Search code examples
c++algorithmrustbit-manipulationmicro-optimization

Is there a faster algorithm for max(ctz(x), ctz(y))?


For min(ctz(x), ctz(y)), we can use ctz(x | y) to gain better performance. But what about max(ctz(x), ctz(y))?

ctz represents "count trailing zeros".

C++ version (Compiler Explorer)

#include <algorithm>
#include <bit>
#include <cstdint>

int32_t test2(uint64_t x, uint64_t y) {
    return std::max(std::countr_zero(x), std::countr_zero(y));
}

Rust version (Compiler Explorer)

pub fn test2(x: u64, y: u64) -> u32 {
    x.trailing_zeros().max(y.trailing_zeros())
}

Solution

  • These are equivalent:

    • max(ctz(a),ctz(b))
    • ctz((a|-a)&(b|-b))
    • ctz(a)+ctz(b)-ctz(a|b)

    The math-identity ctz(a)+ctz(b)-ctz(a|b) requires 6 CPU instructions, parallelizable to 3 steps on a 3-way superscalar CPU:

    • 3× ctz
    • 1× bitwise-or
    • 1× addition
    • 1× subtraction

    The bit-mashing ctz((a|-a)&(b|-b)) requires 6 CPU instructions, parallelizable to 4 steps on a 2-way superscalar CPU:

    • 2× negation
    • 2× bitwise-or
    • 1× bitwize-and
    • 1× ctz

    The naïve max(ctz(a),ctz(b)) requires 5 CPU instructions, parallelizable to 4 steps on a 2-way superscalar CPU:

    • 2× ctz
    • 1× comparison
    • 1× conditional branch
    • 1× load/move (so that the "output" is always in the same register)

    ... but note that branch instructions can be very expensive.

    If your CPU has a conditional load/move instruction, this reduces to 4 CPU instructions taking 3 super-scalar steps.

    If your CPU has a max instruction (e.g. SSE4), this reduces to 3 CPU instructions taking 2 super-scalar steps.

    All that said, the opportunities for super-scalar operation depend on which instructions you're trying to put against each other. Typically you get the most by putting different instructions in parallel, since they use different parts of the CPU (all at once). Typically there will be more "add" and "bitwise or" units than "ctz" units, so doing multiple ctz instructions may actually be the limiting factor, especially for the "math-identity" version.

    If "compare and branch" is too expensive, you can make a non-branching "max" in 4 CPU instructions. Assuming A and B are positive integers:

    1. C = A-B
    2. subtract the previous carry, plus D, from D itself (D is now either 0 or -1, regardless of whatever value it previously held)
    3. C &= D (C is now min(0, A-B))
    4. A -= C (A' is now max(A,B))

[Entries drawn from a collection]
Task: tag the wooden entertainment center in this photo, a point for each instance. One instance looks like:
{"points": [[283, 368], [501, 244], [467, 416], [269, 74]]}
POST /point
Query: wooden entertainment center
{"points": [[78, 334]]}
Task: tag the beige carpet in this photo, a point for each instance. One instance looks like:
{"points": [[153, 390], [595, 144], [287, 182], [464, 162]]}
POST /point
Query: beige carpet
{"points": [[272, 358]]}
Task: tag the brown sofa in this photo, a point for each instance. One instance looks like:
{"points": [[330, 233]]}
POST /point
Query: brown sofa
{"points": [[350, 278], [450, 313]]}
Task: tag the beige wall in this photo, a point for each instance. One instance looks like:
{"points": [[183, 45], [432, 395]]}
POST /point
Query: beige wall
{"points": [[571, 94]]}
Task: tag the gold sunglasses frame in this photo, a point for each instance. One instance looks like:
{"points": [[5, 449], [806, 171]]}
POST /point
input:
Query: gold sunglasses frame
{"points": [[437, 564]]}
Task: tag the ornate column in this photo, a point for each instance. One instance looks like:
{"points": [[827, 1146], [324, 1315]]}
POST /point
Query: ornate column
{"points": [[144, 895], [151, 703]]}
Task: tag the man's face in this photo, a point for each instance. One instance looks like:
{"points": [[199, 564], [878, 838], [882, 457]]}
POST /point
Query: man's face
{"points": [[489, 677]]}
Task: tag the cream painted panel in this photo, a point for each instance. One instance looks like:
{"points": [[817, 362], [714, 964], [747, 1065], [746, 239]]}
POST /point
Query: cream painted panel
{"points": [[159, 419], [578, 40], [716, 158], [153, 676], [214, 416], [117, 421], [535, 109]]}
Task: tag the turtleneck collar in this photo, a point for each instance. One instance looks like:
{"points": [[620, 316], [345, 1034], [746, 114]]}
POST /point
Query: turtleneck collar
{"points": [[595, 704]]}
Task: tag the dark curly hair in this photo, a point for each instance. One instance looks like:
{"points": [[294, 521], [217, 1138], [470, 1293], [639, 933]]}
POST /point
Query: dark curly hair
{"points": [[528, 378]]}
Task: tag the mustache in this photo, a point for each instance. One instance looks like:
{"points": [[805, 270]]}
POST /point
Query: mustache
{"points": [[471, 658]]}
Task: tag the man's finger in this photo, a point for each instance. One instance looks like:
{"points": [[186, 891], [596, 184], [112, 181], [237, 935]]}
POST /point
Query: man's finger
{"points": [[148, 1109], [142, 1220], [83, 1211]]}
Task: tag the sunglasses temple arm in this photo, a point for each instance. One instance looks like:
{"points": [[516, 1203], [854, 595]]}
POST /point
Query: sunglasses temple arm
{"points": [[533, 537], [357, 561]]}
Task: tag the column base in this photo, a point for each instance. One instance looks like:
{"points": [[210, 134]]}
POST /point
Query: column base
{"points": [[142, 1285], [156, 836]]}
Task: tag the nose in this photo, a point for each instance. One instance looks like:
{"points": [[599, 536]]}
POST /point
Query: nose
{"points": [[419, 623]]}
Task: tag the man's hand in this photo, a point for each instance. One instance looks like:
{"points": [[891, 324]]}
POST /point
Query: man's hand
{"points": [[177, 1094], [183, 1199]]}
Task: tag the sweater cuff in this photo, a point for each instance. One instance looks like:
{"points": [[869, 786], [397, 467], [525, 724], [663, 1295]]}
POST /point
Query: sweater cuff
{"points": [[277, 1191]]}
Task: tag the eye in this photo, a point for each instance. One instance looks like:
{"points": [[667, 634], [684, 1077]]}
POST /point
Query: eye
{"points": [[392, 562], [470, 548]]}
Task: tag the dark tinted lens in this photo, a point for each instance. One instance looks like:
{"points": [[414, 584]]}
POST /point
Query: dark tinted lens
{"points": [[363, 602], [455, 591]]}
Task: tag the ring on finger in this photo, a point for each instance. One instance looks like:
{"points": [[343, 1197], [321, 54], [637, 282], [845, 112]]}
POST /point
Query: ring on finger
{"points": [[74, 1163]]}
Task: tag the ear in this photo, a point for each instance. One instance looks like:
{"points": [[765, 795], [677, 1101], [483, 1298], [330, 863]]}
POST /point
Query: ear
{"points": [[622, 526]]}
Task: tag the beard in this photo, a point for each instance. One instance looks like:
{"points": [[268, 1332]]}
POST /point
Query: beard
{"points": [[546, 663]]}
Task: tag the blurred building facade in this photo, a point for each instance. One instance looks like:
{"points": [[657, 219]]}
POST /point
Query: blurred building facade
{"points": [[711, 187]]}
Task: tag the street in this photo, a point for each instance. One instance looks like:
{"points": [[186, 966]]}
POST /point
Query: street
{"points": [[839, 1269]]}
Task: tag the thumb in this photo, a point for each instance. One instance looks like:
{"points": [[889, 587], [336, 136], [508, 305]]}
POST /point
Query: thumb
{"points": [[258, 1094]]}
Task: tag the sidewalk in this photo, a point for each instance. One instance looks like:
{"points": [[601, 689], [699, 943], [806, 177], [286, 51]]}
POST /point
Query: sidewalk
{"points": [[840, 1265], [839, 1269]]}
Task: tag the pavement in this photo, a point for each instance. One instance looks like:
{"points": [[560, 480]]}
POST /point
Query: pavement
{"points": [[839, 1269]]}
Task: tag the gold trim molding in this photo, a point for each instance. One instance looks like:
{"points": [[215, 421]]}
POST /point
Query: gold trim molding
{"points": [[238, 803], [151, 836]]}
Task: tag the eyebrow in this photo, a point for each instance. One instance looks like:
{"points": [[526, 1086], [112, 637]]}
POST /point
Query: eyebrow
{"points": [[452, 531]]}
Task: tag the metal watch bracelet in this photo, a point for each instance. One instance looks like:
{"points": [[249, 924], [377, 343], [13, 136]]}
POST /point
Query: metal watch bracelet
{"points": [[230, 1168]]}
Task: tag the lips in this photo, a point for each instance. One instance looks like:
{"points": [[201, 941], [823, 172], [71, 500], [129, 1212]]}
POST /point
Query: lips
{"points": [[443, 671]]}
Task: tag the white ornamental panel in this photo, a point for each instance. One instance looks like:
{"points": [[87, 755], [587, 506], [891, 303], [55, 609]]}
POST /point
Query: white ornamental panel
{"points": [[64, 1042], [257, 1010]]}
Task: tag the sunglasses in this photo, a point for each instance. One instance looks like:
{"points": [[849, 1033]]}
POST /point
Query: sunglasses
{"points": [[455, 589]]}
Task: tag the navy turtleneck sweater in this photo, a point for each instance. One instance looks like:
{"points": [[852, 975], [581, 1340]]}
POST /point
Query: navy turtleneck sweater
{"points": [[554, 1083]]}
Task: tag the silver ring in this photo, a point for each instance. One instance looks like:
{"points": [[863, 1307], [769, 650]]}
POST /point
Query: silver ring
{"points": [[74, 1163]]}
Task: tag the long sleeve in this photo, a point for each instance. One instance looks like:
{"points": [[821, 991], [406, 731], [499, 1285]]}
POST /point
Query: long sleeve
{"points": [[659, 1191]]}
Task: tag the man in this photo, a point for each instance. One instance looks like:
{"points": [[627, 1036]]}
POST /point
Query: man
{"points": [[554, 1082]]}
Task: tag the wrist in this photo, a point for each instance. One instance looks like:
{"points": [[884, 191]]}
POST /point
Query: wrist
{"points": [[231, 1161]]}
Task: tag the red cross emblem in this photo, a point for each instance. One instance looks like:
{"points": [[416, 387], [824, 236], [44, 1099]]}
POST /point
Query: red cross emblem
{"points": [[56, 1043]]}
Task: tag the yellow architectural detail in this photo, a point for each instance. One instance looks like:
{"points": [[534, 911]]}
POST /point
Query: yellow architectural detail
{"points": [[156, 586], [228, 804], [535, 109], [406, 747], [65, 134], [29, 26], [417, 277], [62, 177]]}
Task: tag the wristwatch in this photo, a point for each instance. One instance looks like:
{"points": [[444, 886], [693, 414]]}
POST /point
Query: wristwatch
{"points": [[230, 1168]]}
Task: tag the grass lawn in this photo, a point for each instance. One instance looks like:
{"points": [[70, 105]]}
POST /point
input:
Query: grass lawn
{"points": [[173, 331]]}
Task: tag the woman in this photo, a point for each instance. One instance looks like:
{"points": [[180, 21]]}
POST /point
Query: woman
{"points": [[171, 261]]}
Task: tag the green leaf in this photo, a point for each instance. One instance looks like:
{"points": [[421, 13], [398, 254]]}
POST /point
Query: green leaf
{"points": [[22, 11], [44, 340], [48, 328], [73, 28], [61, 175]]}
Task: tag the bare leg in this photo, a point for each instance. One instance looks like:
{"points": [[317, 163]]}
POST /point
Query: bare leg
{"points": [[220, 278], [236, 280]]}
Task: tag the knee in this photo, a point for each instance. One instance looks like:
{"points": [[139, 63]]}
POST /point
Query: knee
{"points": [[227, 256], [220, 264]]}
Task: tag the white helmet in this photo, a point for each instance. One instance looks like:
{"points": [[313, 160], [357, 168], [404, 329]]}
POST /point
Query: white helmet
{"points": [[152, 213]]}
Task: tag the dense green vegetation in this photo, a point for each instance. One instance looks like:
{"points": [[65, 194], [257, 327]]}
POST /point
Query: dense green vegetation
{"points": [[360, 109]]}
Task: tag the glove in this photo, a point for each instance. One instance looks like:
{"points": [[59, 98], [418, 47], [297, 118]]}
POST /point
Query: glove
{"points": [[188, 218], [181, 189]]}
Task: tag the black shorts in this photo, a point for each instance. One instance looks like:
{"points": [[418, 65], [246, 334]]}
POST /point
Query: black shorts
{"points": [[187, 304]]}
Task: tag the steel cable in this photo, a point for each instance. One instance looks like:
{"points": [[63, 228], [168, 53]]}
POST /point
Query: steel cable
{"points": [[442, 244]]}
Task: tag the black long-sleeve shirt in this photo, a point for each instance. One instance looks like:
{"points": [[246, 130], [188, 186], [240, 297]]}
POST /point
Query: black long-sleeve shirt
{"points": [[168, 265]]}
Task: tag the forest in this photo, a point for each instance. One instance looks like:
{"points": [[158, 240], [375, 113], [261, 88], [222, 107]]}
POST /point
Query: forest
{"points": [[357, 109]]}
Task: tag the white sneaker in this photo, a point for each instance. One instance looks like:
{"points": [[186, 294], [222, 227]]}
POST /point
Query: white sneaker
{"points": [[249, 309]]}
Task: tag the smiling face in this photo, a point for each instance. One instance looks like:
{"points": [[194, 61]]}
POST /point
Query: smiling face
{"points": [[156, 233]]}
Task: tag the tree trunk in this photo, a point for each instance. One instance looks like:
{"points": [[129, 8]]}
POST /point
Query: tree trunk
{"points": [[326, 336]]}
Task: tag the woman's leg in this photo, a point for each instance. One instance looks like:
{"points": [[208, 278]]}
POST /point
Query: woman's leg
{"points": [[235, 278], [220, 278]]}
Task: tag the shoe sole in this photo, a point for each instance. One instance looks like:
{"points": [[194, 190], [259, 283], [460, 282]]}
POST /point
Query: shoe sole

_PROBLEMS AND TASKS_
• a. Summarize the thread on max(ctz(x), ctz(y)) in two sentences.
• b. Please repeat the part of the thread on max(ctz(x), ctz(y)) that opens with the words containing "All that said, the" and closes with "it previously held)".
Nothing in the records is needed here.

_CORRECT ANSWERS_
• a. The thread asks whether max(ctz(x), ctz(y)) can be computed faster, since ctz(x | y) already gives better performance for the min. The solution presents two equivalent forms, ctz(a)+ctz(b)-ctz(a|b) and ctz((a|-a)&(b|-b)), and compares their instruction counts and superscalar steps with the naïve max, noting that branch instructions can be very expensive.

• b.
All that said, the opportunities for super-scalar operation depend on which instructions you're trying to put against each other. Typically you get the most by putting different instructions in parallel, since they use different parts of the CPU (all at once). Typically there will be more "add" and "bitwise or" units than "ctz" units, so doing multiple ctz instructions may actually be the limiting factor, especially for the "math-identity" version.

    If "compare and branch" is too expensive, you can make a non-branching "max" in 4 CPU instructions. Assuming A and B are positive integers:

    1. C = A-B
    2. subtract the previous carry, plus D, from D itself (D is now either 0 or -1, regardless of whatever value it previously held)